--- TEXT PASSAGE Enclosed Below ---

Every person’s brain is wired differently, and scientists have now found a way to map these unique brain connections. Brain scans can reveal an individual’s brain fingerprint, which can be used to identify a person with high accuracy. It all takes under two minutes.
The new findings were reported by a team of neuroscientists at the prestigious EPFL in Switzerland, led by Enrico Amico. It all started a few years ago, while Amico was working as a neuroscientist at Yale University, tasked with studying the “functional brain connectome” — a map of neural networks and connections within the brain.
Using MRI scans, which measure brain activity over a given period of time, Amico generated graphs that summarize how a subject’s different brain regions are connected. That’s when he noticed that every subject had a unique but consistent connectome.
With just two MRI scans, Amico could correctly identify a subject nearly 95% of the time.
“That’s really impressive because the identification was made using only functional connectomes, which are essentially sets of correlation scores,” says Amico.
In their new study, the EPFL neuroscientists wanted to take brain fingerprint detection to the next level. Previously, connectome matching was performed using MRI scans that lasted several minutes. What if they could expedite the process to only five seconds?
“Until now, neuroscientists have identified brain fingerprints using two MRI scans taken over a fairly long period. But do the fingerprints actually appear after just five seconds, for example, or do they need longer? And what if fingerprints of different brain areas appeared at different moments in time? Nobody knew the answer. So, we tested different time scales to see what would happen,” says Amico.
During their investigations, the researchers optimized the connectome matching process, showing that the information needed for a brain fingerprint to unfold could be obtained much faster than previously thought.
They couldn’t make it work as fast as five seconds, though. However, they managed to optimize the process to 1 minute and 40 seconds. The first brain fingerprints appear in the sensory areas of the brain, such as those related to eye movement and visual attention, followed by the frontal cortex region, which is associated with higher-order complex cognition.

--- End of Enclosed TEXT PASSAGE ---
--- DATA UNDER STUDY Enclosed Below ---

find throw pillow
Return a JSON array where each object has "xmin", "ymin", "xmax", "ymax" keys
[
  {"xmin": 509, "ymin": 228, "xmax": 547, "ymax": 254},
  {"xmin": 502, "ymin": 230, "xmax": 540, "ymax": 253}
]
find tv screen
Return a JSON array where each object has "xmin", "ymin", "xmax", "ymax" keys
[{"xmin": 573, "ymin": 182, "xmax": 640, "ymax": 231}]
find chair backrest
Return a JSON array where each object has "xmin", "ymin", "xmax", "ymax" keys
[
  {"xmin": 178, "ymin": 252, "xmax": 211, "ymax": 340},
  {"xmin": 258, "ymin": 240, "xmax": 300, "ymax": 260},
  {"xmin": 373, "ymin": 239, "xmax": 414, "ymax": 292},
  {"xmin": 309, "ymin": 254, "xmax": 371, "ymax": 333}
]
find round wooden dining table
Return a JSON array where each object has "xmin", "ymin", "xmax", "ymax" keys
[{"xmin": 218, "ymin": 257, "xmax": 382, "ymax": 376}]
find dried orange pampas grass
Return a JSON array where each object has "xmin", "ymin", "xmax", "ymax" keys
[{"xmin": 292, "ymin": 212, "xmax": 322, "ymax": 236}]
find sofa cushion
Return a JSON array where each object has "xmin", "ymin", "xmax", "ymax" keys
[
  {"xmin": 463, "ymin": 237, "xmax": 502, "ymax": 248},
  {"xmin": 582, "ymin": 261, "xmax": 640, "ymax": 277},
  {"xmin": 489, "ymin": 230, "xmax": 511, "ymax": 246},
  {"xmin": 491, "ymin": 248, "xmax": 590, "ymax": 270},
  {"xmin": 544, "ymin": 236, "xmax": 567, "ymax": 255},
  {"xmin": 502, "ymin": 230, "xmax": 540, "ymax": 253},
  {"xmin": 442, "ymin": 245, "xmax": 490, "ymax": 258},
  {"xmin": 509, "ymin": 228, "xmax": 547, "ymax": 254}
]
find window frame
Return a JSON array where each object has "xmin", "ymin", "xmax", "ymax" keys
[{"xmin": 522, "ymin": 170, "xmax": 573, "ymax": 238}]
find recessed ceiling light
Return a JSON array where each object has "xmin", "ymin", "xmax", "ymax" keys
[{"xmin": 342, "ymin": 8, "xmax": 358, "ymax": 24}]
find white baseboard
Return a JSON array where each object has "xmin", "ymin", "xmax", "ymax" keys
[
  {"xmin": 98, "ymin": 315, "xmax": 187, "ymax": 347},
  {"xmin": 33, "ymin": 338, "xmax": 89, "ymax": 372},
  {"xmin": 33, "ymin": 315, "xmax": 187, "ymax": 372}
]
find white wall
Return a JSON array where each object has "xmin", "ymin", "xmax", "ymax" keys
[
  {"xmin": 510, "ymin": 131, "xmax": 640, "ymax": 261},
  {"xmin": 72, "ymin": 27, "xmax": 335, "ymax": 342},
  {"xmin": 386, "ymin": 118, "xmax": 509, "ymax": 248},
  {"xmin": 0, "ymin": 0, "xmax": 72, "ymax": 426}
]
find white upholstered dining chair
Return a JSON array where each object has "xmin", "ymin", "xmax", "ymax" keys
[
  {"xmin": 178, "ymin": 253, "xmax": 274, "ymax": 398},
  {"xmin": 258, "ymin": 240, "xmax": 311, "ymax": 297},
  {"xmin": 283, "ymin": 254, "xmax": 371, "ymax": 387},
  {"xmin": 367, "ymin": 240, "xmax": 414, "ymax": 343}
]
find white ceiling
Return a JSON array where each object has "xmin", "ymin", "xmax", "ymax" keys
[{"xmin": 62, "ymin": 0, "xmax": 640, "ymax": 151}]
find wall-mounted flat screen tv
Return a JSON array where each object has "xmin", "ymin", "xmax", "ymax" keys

--- End of Enclosed DATA UNDER STUDY ---

TASK> Duplicate the brain fingerprint passage from "Every person’s brain" to "under two minutes.".

ANSWER>
Every person’s brain is wired differently, and scientists have now found a way to map these unique brain connections. Brain scans can reveal an individual’s brain fingerprint, which can be used to identify a person with high accuracy. It all takes under two minutes.